>> begin Selected text

Though Charles F. F. Campbell, for several years executive head of the Massachusetts Commission for the Blind, seems to have been the first to conceive and put into operation the placement of blind people in regular factories, side by side with the seeing, some of his fellow workers for the blind were pessimistic about the future of this method of employment. Miss Florence Birchard, his successor in placement work with the commission, followed Mr. Campbell in finding employment for many blind individuals in factories with seeing people and in other kinds of jobs not usually considered available as outlets for blind labor, such as domestic service. Charles W. Holmes, a fellow member of the staff of the Massachusetts Commission for the Blind, however, felt that some workers for the blind had become too optimistic about factory employment as an opening for blind labor, and he issued a rather pessimistic report on the subject in 1919.

>> end Selected text
>> begin Entries supplied

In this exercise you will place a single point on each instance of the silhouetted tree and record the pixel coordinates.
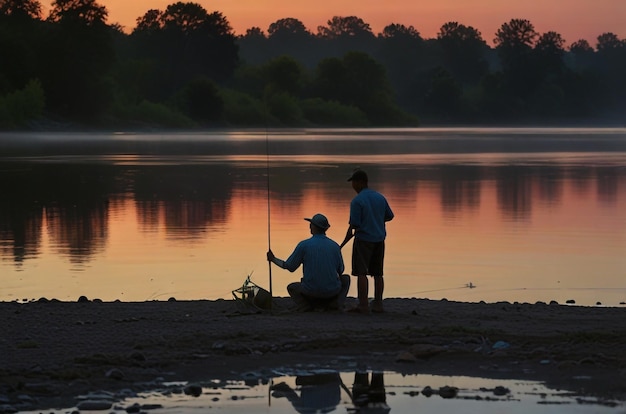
(357, 80)
(463, 51)
(442, 97)
(612, 66)
(79, 53)
(200, 99)
(514, 43)
(289, 36)
(21, 33)
(20, 9)
(346, 34)
(401, 49)
(184, 42)
(284, 74)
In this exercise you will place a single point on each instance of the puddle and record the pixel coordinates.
(329, 391)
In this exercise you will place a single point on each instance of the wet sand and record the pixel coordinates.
(52, 351)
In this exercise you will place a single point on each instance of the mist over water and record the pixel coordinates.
(518, 214)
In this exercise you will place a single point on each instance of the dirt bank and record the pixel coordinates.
(51, 351)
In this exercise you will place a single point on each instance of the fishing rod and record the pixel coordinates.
(269, 240)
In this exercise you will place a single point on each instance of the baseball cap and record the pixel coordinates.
(320, 221)
(358, 175)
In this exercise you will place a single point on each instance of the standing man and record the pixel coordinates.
(323, 282)
(369, 211)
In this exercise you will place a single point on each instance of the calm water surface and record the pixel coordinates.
(365, 392)
(519, 214)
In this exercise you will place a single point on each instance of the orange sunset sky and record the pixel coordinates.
(573, 19)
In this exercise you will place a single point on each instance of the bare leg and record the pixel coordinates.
(363, 291)
(379, 287)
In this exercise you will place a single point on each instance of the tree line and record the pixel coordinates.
(184, 67)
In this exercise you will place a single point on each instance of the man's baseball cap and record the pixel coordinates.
(320, 221)
(358, 175)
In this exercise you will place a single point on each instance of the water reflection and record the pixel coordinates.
(120, 214)
(76, 202)
(329, 391)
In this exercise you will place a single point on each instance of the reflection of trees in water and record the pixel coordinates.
(76, 199)
(460, 188)
(78, 230)
(550, 183)
(188, 200)
(20, 229)
(183, 199)
(608, 181)
(580, 179)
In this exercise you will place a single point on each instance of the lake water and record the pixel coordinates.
(519, 214)
(327, 391)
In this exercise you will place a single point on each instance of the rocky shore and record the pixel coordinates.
(52, 351)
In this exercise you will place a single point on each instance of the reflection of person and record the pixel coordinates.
(369, 395)
(369, 211)
(323, 282)
(319, 393)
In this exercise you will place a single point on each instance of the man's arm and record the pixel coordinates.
(349, 235)
(275, 260)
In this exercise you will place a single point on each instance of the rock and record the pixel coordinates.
(500, 390)
(137, 356)
(94, 405)
(193, 389)
(115, 374)
(8, 409)
(135, 408)
(425, 350)
(448, 392)
(406, 357)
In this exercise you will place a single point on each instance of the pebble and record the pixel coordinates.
(94, 405)
(193, 389)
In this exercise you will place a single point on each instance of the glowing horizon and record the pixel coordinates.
(573, 19)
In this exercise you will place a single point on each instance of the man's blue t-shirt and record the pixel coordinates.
(369, 211)
(322, 264)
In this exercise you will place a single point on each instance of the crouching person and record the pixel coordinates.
(323, 284)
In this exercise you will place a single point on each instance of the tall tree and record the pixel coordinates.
(350, 26)
(514, 44)
(464, 51)
(28, 9)
(20, 42)
(185, 42)
(79, 53)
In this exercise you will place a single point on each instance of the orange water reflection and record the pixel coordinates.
(516, 229)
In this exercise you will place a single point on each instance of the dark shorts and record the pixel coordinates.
(367, 258)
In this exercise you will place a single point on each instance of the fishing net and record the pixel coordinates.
(251, 296)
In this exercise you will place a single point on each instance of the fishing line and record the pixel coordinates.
(269, 241)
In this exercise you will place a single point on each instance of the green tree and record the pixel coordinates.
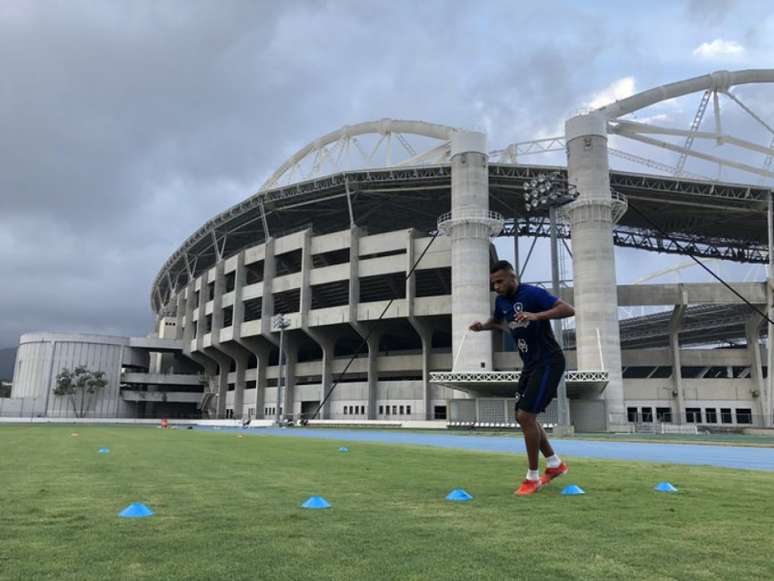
(81, 386)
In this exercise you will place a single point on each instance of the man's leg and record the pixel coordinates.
(533, 436)
(545, 445)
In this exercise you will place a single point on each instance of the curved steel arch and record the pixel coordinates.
(717, 81)
(345, 135)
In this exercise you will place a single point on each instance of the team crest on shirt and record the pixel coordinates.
(518, 308)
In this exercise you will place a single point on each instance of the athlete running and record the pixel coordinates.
(524, 311)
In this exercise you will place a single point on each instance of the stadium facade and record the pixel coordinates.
(334, 252)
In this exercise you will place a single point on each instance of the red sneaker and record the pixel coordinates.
(528, 487)
(552, 473)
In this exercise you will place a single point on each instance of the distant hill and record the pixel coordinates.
(7, 361)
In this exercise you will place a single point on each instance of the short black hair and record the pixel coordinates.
(500, 265)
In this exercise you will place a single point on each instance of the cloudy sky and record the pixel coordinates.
(126, 125)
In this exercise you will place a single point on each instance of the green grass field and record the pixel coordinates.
(228, 508)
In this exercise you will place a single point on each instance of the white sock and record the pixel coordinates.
(553, 461)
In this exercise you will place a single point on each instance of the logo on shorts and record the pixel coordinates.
(518, 308)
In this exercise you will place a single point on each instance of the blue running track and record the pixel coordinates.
(723, 456)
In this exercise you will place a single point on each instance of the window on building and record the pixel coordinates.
(693, 415)
(743, 416)
(230, 281)
(228, 316)
(254, 272)
(253, 309)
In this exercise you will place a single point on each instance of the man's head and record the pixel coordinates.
(503, 277)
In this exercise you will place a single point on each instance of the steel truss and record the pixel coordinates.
(653, 241)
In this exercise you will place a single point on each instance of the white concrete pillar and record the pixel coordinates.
(595, 291)
(753, 332)
(469, 234)
(423, 329)
(677, 374)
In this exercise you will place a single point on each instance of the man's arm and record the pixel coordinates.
(560, 310)
(486, 326)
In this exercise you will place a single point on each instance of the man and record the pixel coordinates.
(525, 311)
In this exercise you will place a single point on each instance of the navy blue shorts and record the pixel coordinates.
(538, 385)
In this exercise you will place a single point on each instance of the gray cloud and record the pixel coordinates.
(125, 126)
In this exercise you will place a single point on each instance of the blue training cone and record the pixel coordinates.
(572, 490)
(136, 510)
(316, 502)
(459, 495)
(665, 487)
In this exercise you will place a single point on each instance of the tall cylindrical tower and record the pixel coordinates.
(597, 333)
(469, 227)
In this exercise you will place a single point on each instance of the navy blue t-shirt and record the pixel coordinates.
(534, 340)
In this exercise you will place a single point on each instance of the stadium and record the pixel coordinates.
(380, 235)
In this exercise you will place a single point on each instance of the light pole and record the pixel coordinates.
(280, 322)
(552, 191)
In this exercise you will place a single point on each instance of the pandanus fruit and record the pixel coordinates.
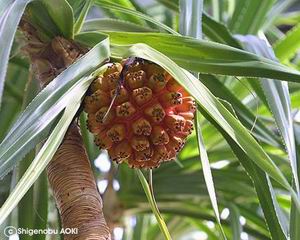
(139, 113)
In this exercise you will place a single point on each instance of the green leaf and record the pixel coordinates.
(244, 114)
(275, 219)
(82, 15)
(108, 5)
(235, 222)
(249, 16)
(218, 32)
(207, 173)
(239, 134)
(294, 214)
(62, 15)
(150, 197)
(35, 121)
(47, 152)
(208, 57)
(277, 94)
(126, 4)
(110, 24)
(40, 197)
(191, 18)
(191, 25)
(9, 20)
(287, 47)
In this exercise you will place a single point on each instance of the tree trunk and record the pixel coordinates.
(75, 191)
(69, 173)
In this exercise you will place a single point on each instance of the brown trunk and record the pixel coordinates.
(70, 174)
(75, 191)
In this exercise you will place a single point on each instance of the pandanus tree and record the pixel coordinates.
(201, 96)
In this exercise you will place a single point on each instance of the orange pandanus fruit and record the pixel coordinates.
(139, 113)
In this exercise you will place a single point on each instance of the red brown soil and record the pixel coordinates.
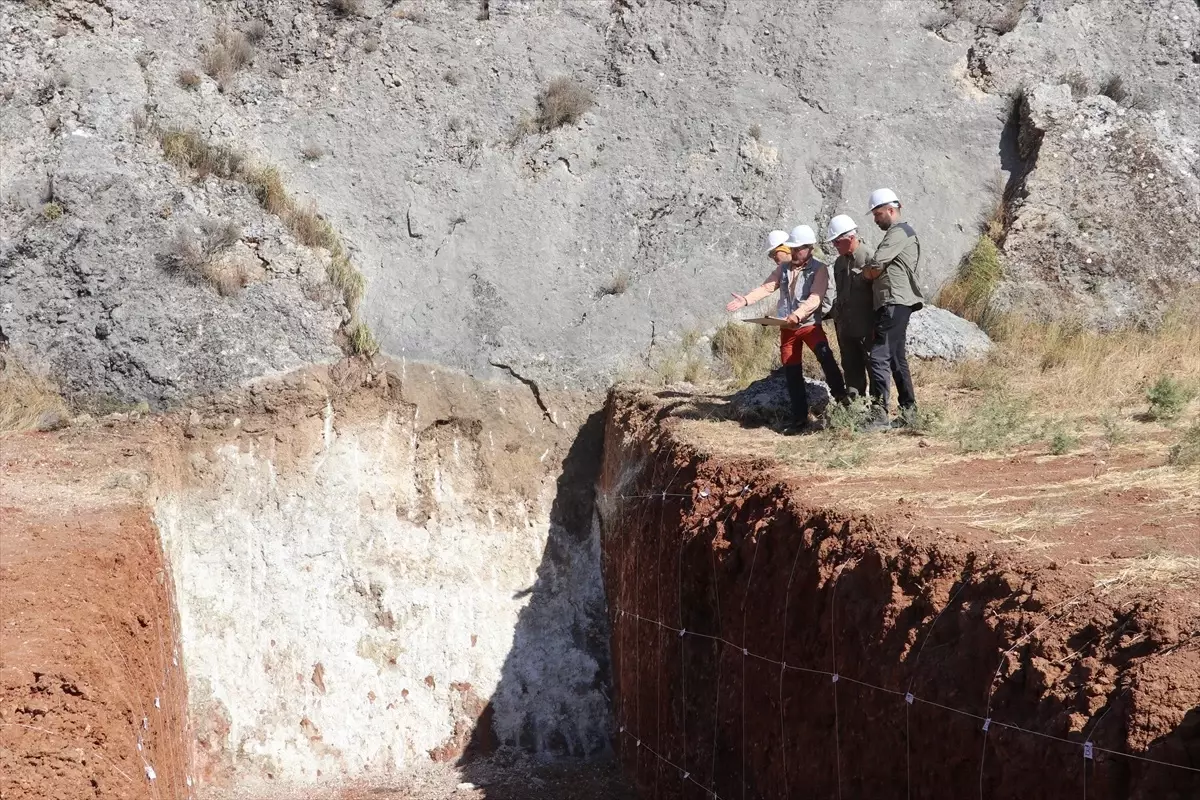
(1041, 593)
(88, 645)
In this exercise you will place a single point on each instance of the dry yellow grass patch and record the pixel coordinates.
(24, 398)
(1066, 368)
(1159, 569)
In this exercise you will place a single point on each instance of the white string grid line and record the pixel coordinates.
(910, 698)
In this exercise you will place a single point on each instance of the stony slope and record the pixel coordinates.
(713, 120)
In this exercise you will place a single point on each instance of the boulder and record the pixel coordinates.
(937, 334)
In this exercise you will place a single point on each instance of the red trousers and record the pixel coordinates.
(790, 341)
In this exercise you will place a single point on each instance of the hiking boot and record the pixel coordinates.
(877, 421)
(797, 428)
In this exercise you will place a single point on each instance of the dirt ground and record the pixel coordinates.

>> end Entries supplied

▶ _Set problem 1_
List every person named in the passage about factory employment for the blind.
▶ _Set problem 2_
In the passage about factory employment for the blind, what year did Charles W. Holmes issue his pessimistic report?
▶ _Set problem 3_
Resume the passage about factory employment for the blind, starting after its final sentence.

▶ _Expected answer 1_
Charles F. F. Campbell
Florence Birchard
Charles W. Holmes

▶ _Expected answer 2_
1919

▶ _Expected answer 3_
415  

Later, a new man came into the picture, who had unbounded faith in the opportunities which the regular factory held for blind people. He was so enthusiastic upon the subject and such a good salesman of blind workmen that one foreman said that to hear Mr. Clunk talk you would almost believe that blindness was an asset in a factory worker. When Joseph F. Clunk became Chief of the Services for the Blind in the Federal Office of Vocational Rehabilitation, he not only had the opportunity to demonstrate personally his ability to place blind people in factories, but also had a chance to train many placement agents in the technique of finding locations for sightless workmen.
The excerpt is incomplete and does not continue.